▽
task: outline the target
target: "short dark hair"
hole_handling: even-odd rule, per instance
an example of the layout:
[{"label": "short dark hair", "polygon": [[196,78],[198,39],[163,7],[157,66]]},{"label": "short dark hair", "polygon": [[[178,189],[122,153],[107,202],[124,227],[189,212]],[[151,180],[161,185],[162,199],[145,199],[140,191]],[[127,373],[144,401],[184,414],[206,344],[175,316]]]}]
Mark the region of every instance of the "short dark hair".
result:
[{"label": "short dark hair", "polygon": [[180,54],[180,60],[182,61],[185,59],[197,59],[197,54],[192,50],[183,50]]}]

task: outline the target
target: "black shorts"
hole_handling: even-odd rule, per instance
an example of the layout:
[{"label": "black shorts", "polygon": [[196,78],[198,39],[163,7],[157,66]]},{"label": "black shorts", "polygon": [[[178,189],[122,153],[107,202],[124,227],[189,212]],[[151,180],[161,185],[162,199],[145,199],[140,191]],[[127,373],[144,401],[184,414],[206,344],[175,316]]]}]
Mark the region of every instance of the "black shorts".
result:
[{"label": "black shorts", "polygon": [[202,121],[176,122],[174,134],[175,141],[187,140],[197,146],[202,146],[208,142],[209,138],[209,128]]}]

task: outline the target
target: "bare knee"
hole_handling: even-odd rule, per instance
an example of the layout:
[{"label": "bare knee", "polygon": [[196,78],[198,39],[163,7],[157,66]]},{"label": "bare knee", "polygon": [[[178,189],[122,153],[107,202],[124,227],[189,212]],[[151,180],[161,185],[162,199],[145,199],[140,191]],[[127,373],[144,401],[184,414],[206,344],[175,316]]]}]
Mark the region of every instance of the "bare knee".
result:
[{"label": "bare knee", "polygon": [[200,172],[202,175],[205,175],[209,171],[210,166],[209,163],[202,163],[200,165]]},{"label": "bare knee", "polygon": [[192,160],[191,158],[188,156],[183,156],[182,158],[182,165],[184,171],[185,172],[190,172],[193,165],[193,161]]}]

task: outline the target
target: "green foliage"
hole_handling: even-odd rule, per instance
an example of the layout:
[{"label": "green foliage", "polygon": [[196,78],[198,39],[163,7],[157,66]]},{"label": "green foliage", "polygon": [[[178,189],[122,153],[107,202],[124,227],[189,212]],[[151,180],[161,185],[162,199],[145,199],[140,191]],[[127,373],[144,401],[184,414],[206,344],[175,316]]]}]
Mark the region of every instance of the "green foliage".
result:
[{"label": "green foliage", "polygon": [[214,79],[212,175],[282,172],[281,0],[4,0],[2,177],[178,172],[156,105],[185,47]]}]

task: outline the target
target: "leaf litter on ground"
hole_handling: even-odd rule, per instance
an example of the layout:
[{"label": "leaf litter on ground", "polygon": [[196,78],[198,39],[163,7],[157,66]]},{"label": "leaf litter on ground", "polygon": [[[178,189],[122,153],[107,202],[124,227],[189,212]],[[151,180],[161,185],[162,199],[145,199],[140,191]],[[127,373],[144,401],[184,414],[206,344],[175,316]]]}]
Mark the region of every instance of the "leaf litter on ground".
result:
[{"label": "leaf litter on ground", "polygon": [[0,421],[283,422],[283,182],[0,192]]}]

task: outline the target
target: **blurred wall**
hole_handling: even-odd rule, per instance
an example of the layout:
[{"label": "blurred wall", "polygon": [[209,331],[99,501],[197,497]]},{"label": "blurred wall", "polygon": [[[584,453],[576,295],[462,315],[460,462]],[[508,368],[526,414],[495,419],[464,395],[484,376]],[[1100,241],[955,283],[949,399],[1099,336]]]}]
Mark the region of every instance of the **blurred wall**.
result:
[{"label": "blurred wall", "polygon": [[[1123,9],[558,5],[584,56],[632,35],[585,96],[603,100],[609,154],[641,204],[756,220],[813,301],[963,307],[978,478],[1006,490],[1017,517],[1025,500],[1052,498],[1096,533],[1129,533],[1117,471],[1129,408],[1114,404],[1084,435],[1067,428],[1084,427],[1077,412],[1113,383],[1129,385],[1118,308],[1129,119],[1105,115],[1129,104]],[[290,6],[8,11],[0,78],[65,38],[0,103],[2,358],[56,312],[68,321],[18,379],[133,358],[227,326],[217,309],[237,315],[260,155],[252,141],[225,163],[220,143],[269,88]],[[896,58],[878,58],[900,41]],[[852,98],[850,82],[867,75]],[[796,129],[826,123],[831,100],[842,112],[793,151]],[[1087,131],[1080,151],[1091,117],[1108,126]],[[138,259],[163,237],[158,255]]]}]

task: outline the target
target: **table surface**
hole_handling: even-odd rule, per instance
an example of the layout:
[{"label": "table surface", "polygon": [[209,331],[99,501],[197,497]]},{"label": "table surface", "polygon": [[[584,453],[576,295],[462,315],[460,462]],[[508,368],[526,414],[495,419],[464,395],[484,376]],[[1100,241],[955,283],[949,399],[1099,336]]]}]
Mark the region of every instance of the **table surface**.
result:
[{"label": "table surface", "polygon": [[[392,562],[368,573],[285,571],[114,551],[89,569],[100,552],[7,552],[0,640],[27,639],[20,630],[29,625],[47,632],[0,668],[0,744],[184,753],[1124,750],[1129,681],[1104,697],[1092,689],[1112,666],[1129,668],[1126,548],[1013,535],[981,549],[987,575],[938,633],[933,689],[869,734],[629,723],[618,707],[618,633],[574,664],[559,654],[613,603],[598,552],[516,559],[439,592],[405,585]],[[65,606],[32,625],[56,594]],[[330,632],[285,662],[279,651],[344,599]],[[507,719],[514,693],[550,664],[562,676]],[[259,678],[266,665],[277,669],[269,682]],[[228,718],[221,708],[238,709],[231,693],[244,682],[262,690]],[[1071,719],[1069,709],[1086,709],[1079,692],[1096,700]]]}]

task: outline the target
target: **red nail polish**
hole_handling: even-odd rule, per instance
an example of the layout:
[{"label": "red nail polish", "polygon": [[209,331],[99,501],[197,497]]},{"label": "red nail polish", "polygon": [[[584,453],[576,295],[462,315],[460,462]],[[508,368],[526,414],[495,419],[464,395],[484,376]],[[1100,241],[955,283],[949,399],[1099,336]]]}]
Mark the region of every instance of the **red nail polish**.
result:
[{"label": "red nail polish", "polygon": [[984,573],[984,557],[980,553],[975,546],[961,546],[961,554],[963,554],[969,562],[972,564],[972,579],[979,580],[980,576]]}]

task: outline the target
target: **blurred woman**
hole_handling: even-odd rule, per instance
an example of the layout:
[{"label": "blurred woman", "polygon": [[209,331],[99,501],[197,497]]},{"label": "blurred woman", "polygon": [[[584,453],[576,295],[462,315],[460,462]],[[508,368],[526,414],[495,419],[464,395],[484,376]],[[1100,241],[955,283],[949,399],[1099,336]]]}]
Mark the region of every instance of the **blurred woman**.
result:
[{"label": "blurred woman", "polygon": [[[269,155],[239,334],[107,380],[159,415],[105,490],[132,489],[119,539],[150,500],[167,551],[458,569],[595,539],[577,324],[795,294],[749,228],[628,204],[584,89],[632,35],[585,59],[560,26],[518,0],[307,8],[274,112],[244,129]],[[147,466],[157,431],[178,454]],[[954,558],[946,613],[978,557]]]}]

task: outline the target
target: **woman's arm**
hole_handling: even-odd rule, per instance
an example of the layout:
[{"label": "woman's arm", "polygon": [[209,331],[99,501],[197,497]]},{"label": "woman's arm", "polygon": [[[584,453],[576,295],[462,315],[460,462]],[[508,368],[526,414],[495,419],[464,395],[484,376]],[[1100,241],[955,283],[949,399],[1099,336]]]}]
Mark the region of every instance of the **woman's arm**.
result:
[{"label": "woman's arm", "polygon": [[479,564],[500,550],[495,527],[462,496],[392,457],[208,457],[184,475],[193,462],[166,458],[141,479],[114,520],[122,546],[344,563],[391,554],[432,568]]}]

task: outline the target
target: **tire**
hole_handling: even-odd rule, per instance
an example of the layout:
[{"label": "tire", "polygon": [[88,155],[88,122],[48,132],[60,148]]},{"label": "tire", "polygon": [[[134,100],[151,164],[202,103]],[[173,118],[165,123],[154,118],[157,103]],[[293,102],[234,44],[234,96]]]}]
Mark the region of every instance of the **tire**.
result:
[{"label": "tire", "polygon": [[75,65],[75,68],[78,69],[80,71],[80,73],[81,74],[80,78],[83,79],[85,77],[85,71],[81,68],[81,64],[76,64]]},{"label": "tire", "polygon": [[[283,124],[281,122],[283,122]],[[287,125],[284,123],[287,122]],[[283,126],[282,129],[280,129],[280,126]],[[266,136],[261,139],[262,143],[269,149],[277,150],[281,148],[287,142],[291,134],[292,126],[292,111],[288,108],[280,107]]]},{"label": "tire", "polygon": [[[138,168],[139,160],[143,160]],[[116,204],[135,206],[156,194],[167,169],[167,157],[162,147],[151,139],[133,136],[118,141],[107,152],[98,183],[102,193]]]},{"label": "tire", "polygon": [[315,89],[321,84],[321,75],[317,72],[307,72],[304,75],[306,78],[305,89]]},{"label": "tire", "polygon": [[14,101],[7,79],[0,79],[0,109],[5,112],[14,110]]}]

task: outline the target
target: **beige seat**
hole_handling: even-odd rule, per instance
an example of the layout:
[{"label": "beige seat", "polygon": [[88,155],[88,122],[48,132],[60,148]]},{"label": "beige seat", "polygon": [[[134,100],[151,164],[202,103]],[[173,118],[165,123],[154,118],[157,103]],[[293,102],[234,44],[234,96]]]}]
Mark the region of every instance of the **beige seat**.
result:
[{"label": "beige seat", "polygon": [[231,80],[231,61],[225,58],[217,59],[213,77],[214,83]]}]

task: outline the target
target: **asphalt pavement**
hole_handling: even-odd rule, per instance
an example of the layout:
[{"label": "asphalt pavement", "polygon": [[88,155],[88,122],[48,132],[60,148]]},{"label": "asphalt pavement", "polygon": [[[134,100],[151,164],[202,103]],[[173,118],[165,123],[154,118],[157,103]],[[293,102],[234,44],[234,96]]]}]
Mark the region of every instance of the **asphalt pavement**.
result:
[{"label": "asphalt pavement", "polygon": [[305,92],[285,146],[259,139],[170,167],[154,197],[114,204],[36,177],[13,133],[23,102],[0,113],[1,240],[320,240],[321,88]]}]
△
## [Your instructions]
Extract every line of the listing that contains the word "litter", and copy each one as it appears.

## [Answer to the problem]
target: "leaf litter on ground"
[{"label": "leaf litter on ground", "polygon": [[196,78],[198,39],[163,7],[157,66]]},{"label": "leaf litter on ground", "polygon": [[[178,189],[122,153],[107,202],[124,227],[189,212]],[[151,180],[161,185],[162,199],[145,199],[140,191]],[[127,373],[144,401],[184,414],[206,344],[175,316]]]}]
Mark the region of every instance of the "leaf litter on ground".
[{"label": "leaf litter on ground", "polygon": [[0,421],[283,422],[283,182],[0,192]]}]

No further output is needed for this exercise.